### Goal of the exercise
Your answer must be the line holding "In this exercise you will indicate the floating" followed by every later line through the end of the entries, exactly as written.

### Supplied entries
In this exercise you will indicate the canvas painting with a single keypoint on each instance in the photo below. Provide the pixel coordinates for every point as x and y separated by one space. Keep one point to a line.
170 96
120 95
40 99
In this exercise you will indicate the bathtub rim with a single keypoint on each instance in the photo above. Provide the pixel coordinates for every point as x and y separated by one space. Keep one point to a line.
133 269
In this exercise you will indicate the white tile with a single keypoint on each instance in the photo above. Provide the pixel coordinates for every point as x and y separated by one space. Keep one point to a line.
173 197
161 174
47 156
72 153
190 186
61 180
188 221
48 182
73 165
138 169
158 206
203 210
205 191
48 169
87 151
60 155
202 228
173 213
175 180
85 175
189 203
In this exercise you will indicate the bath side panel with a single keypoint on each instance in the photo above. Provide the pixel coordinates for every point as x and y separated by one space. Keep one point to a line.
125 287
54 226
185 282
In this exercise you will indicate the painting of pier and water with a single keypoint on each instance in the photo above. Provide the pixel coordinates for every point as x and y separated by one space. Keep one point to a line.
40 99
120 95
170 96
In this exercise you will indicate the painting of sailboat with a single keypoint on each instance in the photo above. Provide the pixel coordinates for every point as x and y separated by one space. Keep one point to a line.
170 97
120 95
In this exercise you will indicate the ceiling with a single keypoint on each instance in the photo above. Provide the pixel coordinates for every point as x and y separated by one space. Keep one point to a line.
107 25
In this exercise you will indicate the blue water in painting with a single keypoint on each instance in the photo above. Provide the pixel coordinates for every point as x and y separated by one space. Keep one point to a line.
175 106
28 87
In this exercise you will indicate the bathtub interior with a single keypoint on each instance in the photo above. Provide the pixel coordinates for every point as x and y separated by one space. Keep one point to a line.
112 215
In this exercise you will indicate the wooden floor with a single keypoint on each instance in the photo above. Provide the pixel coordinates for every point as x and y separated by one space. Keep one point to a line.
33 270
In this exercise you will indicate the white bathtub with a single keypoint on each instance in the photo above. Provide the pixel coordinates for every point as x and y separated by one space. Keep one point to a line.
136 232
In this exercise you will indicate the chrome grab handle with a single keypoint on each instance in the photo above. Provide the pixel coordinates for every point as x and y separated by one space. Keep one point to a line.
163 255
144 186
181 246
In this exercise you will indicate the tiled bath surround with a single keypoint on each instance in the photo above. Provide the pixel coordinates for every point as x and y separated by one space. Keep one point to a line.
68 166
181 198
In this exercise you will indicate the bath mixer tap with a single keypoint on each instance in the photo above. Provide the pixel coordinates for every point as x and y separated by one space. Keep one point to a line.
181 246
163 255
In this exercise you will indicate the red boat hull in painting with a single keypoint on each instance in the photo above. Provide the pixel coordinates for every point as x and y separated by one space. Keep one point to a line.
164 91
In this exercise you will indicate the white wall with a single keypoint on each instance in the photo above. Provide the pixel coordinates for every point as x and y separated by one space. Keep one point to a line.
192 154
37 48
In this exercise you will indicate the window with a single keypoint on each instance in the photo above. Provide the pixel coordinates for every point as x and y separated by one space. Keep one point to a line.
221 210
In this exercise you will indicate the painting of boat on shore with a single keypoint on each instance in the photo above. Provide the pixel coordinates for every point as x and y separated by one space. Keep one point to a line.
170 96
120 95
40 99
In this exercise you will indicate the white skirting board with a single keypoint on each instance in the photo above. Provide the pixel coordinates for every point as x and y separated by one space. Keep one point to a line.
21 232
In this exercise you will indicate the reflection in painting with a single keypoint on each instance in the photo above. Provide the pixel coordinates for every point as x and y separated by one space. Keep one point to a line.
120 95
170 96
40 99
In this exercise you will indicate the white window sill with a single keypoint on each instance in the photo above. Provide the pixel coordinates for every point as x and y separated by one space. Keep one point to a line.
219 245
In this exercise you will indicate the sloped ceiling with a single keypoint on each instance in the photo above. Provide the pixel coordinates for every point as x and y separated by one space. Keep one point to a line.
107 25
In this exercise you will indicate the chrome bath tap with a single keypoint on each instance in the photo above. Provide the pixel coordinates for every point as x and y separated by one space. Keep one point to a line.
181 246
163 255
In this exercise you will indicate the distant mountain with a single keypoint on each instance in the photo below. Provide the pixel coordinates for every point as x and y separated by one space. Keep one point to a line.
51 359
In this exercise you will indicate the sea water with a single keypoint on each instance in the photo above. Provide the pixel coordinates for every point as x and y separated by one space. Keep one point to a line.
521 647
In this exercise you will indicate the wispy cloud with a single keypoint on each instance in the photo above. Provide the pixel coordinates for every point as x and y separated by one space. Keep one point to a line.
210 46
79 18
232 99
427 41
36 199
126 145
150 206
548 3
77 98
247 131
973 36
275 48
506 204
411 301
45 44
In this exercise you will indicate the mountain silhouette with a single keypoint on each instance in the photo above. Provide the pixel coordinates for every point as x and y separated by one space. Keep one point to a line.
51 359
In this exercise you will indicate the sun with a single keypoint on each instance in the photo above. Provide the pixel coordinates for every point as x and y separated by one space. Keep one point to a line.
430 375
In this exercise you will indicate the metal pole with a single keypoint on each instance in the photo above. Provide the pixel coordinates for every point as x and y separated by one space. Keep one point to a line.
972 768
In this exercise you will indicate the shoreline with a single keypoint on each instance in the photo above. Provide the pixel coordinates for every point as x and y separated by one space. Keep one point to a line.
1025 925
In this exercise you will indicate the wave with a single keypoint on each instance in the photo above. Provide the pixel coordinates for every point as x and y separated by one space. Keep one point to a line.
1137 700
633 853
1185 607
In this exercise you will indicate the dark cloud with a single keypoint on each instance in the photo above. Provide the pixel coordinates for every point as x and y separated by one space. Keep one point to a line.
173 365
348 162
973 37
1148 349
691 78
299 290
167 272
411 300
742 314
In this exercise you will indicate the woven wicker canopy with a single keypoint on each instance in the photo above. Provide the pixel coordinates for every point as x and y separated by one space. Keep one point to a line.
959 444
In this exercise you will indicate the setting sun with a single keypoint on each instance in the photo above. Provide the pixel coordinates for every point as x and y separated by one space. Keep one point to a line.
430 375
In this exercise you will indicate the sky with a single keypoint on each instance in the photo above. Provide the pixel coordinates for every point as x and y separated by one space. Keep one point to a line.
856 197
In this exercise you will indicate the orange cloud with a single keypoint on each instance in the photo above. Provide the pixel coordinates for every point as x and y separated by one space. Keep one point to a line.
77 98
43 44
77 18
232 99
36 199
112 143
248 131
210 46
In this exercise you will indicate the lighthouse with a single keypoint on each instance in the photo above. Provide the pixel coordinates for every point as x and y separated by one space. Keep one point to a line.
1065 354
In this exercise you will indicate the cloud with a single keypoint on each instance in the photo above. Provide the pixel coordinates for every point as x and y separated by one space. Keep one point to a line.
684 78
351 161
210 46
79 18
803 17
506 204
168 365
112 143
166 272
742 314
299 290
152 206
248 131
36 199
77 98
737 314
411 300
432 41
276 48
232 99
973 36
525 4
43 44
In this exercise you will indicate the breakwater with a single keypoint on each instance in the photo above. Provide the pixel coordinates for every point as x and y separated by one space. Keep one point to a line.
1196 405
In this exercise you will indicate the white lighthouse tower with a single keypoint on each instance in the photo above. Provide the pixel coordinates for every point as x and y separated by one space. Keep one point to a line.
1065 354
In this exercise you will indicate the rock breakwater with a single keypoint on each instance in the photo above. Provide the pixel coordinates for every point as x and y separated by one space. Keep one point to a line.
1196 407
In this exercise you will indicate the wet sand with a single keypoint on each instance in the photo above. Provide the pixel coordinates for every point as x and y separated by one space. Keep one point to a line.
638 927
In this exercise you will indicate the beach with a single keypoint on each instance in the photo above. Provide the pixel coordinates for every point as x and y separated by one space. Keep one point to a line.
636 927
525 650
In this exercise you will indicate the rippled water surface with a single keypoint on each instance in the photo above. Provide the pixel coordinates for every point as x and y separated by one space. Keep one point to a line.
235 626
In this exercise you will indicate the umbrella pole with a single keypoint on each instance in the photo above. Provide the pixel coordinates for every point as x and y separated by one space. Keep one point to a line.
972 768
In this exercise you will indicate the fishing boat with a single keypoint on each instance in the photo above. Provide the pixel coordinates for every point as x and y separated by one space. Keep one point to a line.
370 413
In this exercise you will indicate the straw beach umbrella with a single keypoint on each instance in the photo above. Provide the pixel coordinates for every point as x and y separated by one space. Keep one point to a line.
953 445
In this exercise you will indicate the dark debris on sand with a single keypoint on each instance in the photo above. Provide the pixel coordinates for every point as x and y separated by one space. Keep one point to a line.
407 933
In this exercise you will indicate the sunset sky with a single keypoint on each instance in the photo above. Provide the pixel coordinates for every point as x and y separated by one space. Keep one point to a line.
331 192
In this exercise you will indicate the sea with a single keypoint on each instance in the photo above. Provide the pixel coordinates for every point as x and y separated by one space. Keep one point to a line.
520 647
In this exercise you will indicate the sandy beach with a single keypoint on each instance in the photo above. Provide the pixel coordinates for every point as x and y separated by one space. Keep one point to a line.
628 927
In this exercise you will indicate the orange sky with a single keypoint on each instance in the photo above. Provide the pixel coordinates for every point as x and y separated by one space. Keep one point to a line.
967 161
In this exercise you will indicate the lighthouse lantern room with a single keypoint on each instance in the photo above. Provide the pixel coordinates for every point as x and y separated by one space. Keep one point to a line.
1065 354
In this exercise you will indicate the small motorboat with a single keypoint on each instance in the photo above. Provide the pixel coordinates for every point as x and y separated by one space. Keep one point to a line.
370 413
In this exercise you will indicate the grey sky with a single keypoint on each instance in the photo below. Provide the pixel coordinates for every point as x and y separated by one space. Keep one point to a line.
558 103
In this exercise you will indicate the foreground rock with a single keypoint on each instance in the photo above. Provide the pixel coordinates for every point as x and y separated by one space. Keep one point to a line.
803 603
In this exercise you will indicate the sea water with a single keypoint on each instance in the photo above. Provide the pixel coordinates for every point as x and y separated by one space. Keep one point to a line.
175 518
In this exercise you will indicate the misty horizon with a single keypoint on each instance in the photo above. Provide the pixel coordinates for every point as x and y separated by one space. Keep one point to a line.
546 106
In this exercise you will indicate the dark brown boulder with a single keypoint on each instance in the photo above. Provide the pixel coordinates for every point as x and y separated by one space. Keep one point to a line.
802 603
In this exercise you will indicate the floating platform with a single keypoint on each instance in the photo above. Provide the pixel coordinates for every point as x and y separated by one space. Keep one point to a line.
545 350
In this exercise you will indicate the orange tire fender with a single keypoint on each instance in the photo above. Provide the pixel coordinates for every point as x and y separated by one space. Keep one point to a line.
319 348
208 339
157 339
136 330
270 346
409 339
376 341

### Task answer
In this exercise you will indicate the floating platform with a single keypoint on each instance in the photo above. Provide the pixel coordinates for every point as x and y separated by one space. Keep one point to a line.
545 350
In this exercise you will indicate the orange tire fender with a single keypoint on each instance in the photo above. Provide the pixel coordinates for every point as x and y separated by one space. Keep one point to a line.
319 348
208 339
157 339
136 330
270 346
409 339
376 341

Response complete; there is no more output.